+++ Выбранный отрывок

Каждый восставший против этих правил человек — ведь, собственно, в потенции очень силен. Он несет в себе искру правды. А ну как из этой именно искры вспыхнет вселенский пожар? Сгорая в нем, директор увидит, что действительно обидно и глупо сгибал он себя всю жизнь в бараний рог. Что ошибся! И он молится, чтоб искры гасли. Сам их топчет. Он видит тогда, как он прав, мудр, силен со своим, по-видимому, единственно правильным принципом циничного отношения к действительности…
«А мне, — мог бы сказать он, — думаете, самому не жаль, что так двулично приходится жить? Может, я вижу кошмарность такого положения в сотни раз лучше, чем вы. Может, глубокое горе мое куда больше вашего! Но — такова жизнь. Вы высекаете искры правды? — ну так и гибните. Я горбатый, рою носом землю? Ладно, но я живу и даже, если судить по практичным общепринятым меркам, не так уж плохо живу».
Я думаю, директор был рад, пусть даже невесело, но рад посрамлению выскочки с его правдой, лишнему подтверждению своих циничных принципов — и потом он даже как-то симпатизировал этому литератору, хотя тот роман и зарубил, но зарубить предполагалось и раньше, безотносительно к инциденту, зато следующие книжки у литератора брали. Стригли как хотели — в общем, все как всегда. А директор много раз показывал покаянное письмо — особенно участникам того новоселья, и, невесело усмехаясь (отдадим должное: невесело!), читал из него некоторые выдержки. Он долго носил его в левом боковом кармане, в бумажнике, вместе с деньгами и партийным билетом. Ценил, видимо, как документ двойного литераторского бытия.

++++++
+++ Фрагмент данных

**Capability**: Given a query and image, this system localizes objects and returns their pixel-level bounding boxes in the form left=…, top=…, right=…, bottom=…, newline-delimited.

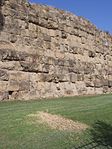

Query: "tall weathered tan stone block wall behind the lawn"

++++++

> [Задание 1]: Перепишите из отрывка о директоре фрагмент от слов «Я думаю, директор» до слов «двойного литераторского бытия.» включительно.
> [Задание 2]: Назовите всё, что, согласно отрывку о директоре, директор носил в бумажнике.

> [Ответ 1]:
Я думаю, директор был рад, пусть даже невесело, но рад посрамлению выскочки с его правдой, лишнему подтверждению своих циничных принципов — и потом он даже как-то симпатизировал этому литератору, хотя тот роман и зарубил, но зарубить предполагалось и раньше, безотносительно к инциденту, зато следующие книжки у литератора брали. Стригли как хотели — в общем, все как всегда. А директор много раз показывал покаянное письмо — особенно участникам того новоселья, и, невесело усмехаясь (отдадим должное: невесело!), читал из него некоторые выдержки. Он долго носил его в левом боковом кармане, в бумажнике, вместе с деньгами и партийным билетом. Ценил, видимо, как документ двойного литераторского бытия.

> [Ответ 2]: Покаянное письмо, деньги, партийный билет.